* _What the task asks_
Output each of the rows below verbatim, leaving out the pictures.
* Start *
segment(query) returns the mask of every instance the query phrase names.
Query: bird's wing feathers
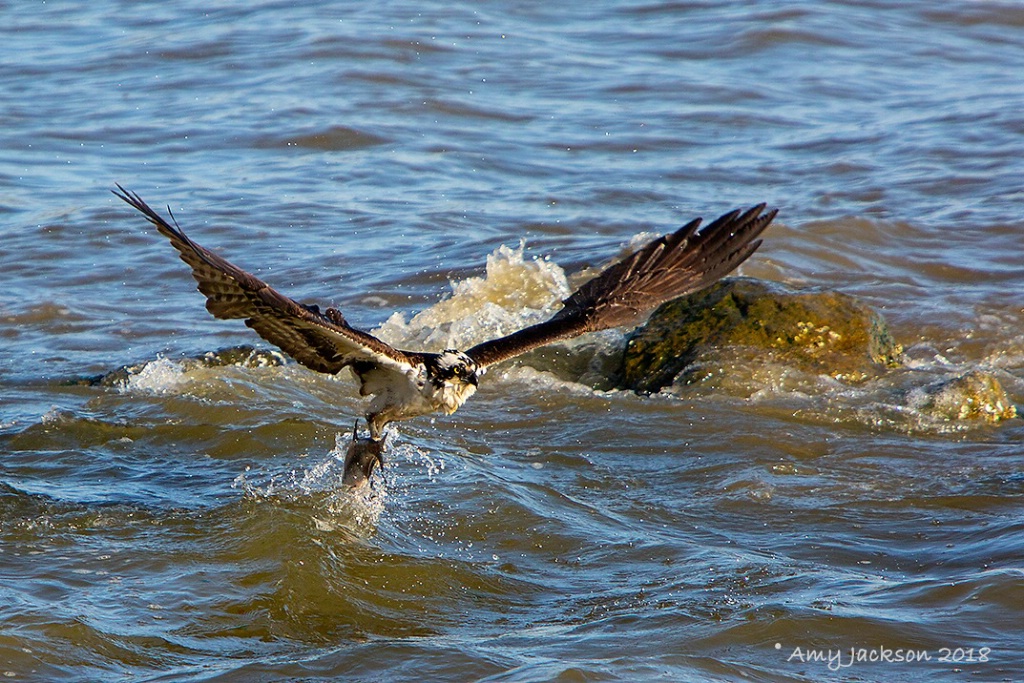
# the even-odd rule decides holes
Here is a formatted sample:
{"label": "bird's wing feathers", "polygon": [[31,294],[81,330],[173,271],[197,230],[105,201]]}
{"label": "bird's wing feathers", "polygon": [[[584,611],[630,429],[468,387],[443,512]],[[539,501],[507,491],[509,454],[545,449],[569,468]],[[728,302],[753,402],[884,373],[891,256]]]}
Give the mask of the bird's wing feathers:
{"label": "bird's wing feathers", "polygon": [[[321,313],[281,294],[259,278],[246,272],[193,242],[168,223],[142,199],[118,185],[114,194],[142,213],[171,241],[181,260],[193,270],[206,308],[220,318],[245,318],[260,337],[281,347],[303,366],[322,373],[337,373],[361,360],[403,372],[410,357],[371,334],[356,330],[334,308]],[[173,216],[171,216],[173,219]]]}
{"label": "bird's wing feathers", "polygon": [[700,219],[650,242],[587,282],[545,323],[466,351],[489,366],[587,332],[636,324],[655,306],[712,285],[761,246],[757,237],[775,217],[759,204],[721,216],[697,231]]}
* End *
* _Answer_
segment(query) returns the mask of every instance the query phrase names.
Query: bird's wing feathers
# the even-odd rule decides holes
Here is a formatted sample:
{"label": "bird's wing feathers", "polygon": [[31,294],[81,330],[173,271],[197,230],[105,201]]}
{"label": "bird's wing feathers", "polygon": [[[584,611],[630,429],[468,387],[443,512]],[[539,501],[507,491],[509,454],[545,449],[569,468]],[[728,302],[753,402],[884,373],[891,256]]]}
Give the mask of the bird's wing feathers:
{"label": "bird's wing feathers", "polygon": [[[321,313],[281,294],[259,278],[246,272],[193,242],[168,223],[142,199],[118,185],[114,194],[142,213],[171,241],[181,260],[193,270],[206,308],[220,318],[245,318],[260,337],[281,347],[303,366],[322,373],[337,373],[361,360],[403,372],[410,357],[371,334],[356,330],[334,308]],[[173,216],[171,216],[173,219]]]}
{"label": "bird's wing feathers", "polygon": [[700,219],[650,242],[587,282],[545,323],[466,351],[489,366],[587,332],[636,324],[655,306],[712,285],[761,246],[757,237],[775,217],[759,204],[721,216],[697,231]]}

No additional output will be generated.